→ **YOUR ASSIGNMENT**: Return the line containing "Query: dark shadow on water" and every line after it through the end of the entries below, with no other lines.

→ **RECORDS PROVIDED**:

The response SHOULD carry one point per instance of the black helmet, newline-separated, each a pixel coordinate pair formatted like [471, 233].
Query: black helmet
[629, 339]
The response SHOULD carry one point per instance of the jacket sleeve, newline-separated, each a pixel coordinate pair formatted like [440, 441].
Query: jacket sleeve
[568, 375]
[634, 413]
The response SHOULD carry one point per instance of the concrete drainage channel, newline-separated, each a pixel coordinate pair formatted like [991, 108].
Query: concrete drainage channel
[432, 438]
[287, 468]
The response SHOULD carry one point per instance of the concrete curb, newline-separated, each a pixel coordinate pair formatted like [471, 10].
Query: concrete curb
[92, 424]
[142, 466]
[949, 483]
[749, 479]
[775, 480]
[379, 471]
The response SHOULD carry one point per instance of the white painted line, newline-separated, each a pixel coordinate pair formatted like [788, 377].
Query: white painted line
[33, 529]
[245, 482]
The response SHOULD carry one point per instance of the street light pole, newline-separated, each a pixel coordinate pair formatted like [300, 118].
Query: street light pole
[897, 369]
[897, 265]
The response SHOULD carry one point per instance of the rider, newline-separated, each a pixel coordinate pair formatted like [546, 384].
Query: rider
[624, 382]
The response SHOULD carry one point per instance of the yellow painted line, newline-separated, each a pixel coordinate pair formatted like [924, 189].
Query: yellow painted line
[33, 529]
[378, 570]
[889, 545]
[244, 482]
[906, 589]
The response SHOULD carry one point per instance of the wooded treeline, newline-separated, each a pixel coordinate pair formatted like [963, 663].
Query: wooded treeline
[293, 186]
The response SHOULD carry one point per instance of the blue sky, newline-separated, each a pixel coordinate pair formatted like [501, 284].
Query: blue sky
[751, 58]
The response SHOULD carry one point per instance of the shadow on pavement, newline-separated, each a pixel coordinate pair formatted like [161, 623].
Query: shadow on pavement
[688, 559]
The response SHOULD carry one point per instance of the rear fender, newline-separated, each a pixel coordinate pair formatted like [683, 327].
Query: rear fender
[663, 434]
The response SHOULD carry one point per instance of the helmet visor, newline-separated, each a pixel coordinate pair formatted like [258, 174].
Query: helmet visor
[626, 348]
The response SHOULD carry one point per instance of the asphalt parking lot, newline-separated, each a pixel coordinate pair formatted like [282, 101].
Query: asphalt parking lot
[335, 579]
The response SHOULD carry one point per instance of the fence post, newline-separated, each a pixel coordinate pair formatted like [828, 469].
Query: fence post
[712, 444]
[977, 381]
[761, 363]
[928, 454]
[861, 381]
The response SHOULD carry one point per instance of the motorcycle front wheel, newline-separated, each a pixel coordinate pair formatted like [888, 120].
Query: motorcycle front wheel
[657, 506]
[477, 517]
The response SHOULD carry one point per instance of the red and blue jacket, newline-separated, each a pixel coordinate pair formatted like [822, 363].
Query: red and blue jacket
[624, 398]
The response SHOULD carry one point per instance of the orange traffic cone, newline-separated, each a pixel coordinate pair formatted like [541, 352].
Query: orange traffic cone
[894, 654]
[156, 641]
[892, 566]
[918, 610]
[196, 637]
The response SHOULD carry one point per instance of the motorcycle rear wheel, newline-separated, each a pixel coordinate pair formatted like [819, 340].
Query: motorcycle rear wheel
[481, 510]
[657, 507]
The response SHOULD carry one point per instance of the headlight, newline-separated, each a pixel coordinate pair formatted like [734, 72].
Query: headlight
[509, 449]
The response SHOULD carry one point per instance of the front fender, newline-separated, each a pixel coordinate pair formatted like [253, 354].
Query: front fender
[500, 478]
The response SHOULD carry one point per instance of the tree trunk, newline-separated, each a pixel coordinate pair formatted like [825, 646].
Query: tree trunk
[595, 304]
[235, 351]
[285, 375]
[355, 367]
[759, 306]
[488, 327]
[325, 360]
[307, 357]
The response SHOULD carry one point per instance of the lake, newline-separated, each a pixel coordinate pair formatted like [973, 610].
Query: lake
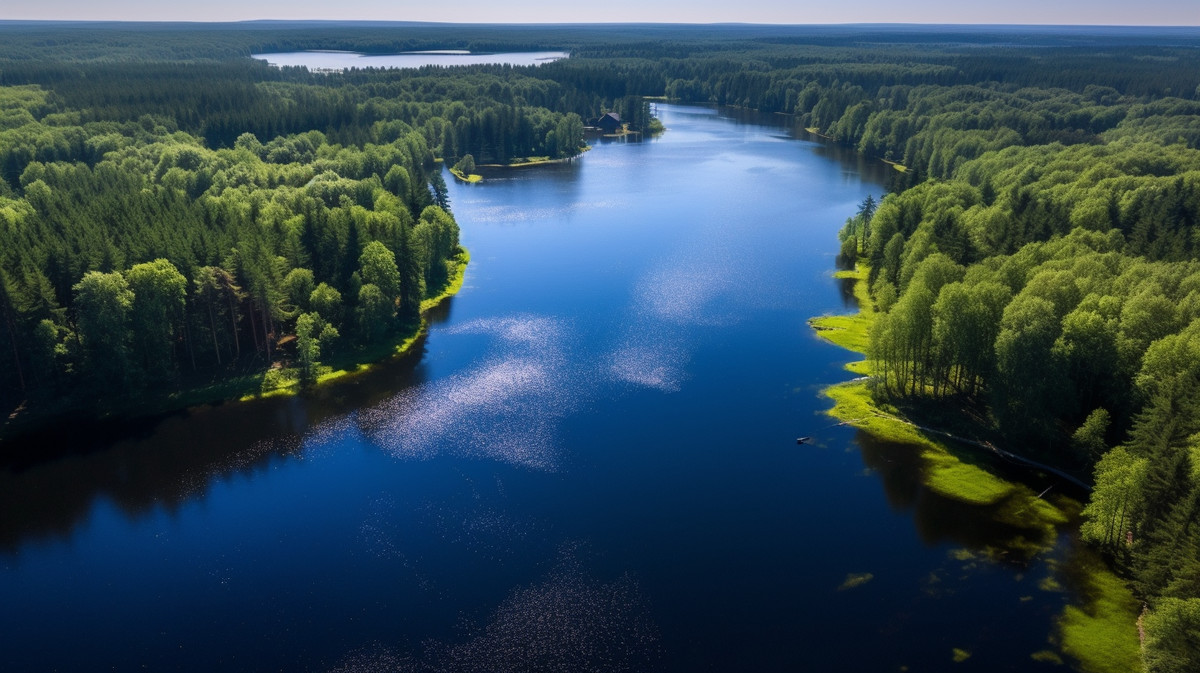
[342, 60]
[588, 463]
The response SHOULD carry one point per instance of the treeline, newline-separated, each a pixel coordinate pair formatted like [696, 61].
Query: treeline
[160, 262]
[1055, 290]
[490, 112]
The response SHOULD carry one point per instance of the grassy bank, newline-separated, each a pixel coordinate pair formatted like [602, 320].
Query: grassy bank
[943, 473]
[287, 380]
[251, 384]
[463, 178]
[1099, 631]
[521, 162]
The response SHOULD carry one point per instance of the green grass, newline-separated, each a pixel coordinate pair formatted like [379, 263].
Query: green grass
[1102, 634]
[851, 332]
[943, 473]
[277, 383]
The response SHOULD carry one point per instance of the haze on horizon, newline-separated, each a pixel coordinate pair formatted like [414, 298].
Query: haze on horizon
[1027, 12]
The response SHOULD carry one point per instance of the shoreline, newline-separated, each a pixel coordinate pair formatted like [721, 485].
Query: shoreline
[1101, 632]
[534, 161]
[249, 388]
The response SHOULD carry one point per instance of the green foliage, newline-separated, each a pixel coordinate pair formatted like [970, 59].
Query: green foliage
[1089, 438]
[1173, 642]
[103, 304]
[375, 313]
[327, 301]
[466, 164]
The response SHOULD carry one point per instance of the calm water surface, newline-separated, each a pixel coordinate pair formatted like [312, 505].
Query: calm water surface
[342, 60]
[592, 458]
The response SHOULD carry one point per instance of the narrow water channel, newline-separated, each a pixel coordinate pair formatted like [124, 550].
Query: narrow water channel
[591, 460]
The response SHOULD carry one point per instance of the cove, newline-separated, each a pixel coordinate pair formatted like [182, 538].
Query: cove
[600, 427]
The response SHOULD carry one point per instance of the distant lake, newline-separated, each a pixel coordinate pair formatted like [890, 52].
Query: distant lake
[589, 457]
[342, 60]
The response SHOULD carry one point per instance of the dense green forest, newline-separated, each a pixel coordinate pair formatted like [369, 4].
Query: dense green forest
[171, 208]
[150, 241]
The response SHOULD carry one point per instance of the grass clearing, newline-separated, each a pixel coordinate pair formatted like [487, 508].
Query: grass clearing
[1102, 632]
[465, 178]
[945, 473]
[285, 382]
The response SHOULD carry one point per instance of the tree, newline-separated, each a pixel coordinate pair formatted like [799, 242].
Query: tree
[441, 194]
[466, 166]
[309, 346]
[215, 294]
[1116, 503]
[377, 266]
[1026, 379]
[569, 134]
[327, 301]
[1089, 438]
[375, 313]
[1173, 637]
[103, 304]
[160, 300]
[298, 287]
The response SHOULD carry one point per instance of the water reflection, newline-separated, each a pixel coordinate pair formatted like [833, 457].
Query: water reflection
[178, 456]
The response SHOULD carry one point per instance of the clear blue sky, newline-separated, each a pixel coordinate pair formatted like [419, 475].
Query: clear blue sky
[1092, 12]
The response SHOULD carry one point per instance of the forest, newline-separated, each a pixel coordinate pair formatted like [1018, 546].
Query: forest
[174, 212]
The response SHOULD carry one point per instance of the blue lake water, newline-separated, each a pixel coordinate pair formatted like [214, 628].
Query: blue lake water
[589, 464]
[342, 60]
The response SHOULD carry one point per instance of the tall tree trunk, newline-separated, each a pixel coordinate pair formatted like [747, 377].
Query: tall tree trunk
[233, 320]
[253, 328]
[16, 353]
[191, 349]
[213, 325]
[267, 332]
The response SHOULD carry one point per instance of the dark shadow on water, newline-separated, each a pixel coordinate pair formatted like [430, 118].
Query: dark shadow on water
[846, 290]
[939, 520]
[166, 461]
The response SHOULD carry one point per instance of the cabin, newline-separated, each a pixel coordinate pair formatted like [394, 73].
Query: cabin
[609, 122]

→ **SOLUTION FOR THIS EXERCISE**:
Query: dark shadow on water
[846, 290]
[939, 520]
[166, 461]
The response SHOULD carry one point per instance of the cabin, newline-separated, each a pixel coordinate pair formatted like [394, 73].
Query: cabin
[609, 122]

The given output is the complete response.